[Point-per-instance localization data]
================

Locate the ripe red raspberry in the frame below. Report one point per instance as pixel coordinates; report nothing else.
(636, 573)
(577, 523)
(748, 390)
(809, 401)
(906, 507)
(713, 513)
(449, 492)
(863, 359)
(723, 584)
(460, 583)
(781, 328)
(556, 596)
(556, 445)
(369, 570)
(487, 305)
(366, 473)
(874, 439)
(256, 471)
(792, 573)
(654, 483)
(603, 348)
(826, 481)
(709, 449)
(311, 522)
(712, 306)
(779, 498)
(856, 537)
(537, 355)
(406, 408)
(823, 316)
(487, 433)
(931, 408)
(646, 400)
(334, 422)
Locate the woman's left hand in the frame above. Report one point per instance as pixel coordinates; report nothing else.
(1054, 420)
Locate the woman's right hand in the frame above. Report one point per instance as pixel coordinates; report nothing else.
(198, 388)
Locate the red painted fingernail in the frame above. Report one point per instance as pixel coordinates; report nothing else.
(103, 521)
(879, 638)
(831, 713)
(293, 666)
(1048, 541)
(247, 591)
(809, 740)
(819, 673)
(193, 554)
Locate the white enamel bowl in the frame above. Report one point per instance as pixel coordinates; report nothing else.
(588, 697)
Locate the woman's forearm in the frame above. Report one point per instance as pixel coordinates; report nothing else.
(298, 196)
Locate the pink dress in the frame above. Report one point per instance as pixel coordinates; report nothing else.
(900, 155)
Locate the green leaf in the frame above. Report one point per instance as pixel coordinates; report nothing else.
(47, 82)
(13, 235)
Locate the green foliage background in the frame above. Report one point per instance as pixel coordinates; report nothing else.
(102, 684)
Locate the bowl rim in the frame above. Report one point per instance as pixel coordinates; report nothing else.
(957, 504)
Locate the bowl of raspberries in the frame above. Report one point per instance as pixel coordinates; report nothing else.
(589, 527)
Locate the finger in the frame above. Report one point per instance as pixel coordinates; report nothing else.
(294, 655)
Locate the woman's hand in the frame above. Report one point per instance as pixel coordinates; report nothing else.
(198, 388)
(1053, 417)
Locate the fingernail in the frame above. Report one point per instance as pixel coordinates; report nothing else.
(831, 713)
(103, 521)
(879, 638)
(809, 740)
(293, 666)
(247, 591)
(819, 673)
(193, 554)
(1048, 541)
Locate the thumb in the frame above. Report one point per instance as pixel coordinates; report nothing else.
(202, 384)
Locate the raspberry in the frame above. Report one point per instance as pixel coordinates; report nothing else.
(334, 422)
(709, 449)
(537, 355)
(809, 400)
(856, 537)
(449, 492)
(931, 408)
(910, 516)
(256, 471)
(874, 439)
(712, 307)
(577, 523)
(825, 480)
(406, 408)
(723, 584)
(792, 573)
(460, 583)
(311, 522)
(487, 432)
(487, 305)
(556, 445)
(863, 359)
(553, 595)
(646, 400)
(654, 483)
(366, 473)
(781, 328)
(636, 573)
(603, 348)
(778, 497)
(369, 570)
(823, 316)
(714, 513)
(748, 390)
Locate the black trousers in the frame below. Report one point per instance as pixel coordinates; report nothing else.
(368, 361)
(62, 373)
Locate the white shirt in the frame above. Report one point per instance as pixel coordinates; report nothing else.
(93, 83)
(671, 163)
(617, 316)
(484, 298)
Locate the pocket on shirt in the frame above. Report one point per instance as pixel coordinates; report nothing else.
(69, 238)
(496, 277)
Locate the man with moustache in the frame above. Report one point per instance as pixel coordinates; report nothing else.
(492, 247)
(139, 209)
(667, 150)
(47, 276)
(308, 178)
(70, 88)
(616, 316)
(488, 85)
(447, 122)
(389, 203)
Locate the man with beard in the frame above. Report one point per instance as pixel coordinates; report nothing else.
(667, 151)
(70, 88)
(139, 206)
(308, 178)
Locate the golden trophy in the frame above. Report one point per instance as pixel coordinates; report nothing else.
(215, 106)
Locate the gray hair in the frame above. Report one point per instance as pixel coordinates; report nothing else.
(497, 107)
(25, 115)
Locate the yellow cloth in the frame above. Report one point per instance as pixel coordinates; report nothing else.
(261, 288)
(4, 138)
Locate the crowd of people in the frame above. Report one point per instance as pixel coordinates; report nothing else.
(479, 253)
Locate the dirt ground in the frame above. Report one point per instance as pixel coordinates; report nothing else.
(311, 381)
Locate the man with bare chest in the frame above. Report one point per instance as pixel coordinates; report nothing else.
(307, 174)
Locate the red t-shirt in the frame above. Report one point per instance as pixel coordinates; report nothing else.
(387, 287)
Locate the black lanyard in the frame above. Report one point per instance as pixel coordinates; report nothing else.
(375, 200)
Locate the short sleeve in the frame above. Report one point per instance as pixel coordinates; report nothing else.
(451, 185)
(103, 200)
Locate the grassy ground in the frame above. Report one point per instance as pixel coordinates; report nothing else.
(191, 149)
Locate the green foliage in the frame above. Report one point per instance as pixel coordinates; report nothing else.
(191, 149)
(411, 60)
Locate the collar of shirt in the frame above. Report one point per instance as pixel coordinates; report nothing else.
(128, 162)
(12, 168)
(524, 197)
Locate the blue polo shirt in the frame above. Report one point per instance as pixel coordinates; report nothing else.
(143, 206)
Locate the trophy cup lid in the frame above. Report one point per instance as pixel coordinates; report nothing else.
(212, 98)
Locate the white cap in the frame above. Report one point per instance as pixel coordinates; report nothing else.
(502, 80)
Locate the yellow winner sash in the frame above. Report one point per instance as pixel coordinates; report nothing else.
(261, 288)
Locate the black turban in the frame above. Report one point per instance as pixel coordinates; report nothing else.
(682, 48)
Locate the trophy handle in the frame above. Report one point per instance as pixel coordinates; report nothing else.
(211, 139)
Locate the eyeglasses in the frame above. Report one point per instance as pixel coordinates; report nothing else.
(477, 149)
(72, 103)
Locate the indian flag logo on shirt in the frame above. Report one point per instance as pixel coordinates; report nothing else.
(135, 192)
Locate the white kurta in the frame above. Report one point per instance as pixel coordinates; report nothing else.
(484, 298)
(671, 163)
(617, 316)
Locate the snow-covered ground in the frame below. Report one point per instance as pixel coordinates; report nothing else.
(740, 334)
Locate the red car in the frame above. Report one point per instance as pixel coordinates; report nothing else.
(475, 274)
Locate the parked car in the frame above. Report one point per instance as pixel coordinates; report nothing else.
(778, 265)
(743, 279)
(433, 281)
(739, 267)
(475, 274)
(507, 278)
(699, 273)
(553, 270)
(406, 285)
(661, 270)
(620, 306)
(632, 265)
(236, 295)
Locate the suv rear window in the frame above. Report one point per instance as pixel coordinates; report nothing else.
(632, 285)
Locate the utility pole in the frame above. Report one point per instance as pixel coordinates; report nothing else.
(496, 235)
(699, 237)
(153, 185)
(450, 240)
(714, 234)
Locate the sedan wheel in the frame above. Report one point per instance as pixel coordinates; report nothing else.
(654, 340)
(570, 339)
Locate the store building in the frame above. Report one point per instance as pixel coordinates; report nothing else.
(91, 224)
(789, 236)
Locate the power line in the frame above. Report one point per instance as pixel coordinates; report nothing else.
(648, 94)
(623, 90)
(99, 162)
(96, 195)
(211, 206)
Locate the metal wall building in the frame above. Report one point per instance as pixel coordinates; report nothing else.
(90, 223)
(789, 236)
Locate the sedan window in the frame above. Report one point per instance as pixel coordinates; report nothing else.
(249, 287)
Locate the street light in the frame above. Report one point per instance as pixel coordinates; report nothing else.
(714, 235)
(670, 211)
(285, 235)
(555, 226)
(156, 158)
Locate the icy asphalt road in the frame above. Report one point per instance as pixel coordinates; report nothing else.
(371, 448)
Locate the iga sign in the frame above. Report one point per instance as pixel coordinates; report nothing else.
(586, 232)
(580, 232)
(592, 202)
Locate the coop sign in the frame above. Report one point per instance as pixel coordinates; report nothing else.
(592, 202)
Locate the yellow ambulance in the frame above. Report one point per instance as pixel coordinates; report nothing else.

================

§ EXERCISE DIRECTIONS
Each line, beginning at the one that contains "Locate the store" and continuing through the end of the records, must be written out exactly, first and last included.

§ SOLUTION TO THIS EXERCISE
Locate the store building in the frame above. Report one point per instance as pixel coordinates; report nothing else.
(91, 224)
(789, 236)
Locate the power line in the frame above. Report one point per instance as pixel coordinates; report nothing else.
(648, 94)
(623, 90)
(99, 162)
(96, 195)
(211, 206)
Locate the metal wall building in the frame above. Report one point per instance as pixel coordinates; report nothing else.
(90, 223)
(789, 236)
Locate the sedan window in the frame above. Report one point per instance as pixel coordinates; report nothing else.
(249, 287)
Locate the street light in the frame above. Report one point per instance as pixel coordinates; report nothing else.
(714, 235)
(670, 211)
(285, 235)
(555, 226)
(156, 158)
Locate the icy asphalt road in the frame above. Report one point per instance as pixel coordinates; report nothing else.
(371, 448)
Locate the iga sign in the frame above. Report one point per instance as pixel coordinates; report nothing else.
(586, 232)
(580, 232)
(592, 202)
Locate the coop sign in the frame above. Report one point per instance as pixel coordinates; report nothing else.
(592, 202)
Locate the yellow ambulance in the frame above. Report one point per instance as pixel coordinates; report nothing else.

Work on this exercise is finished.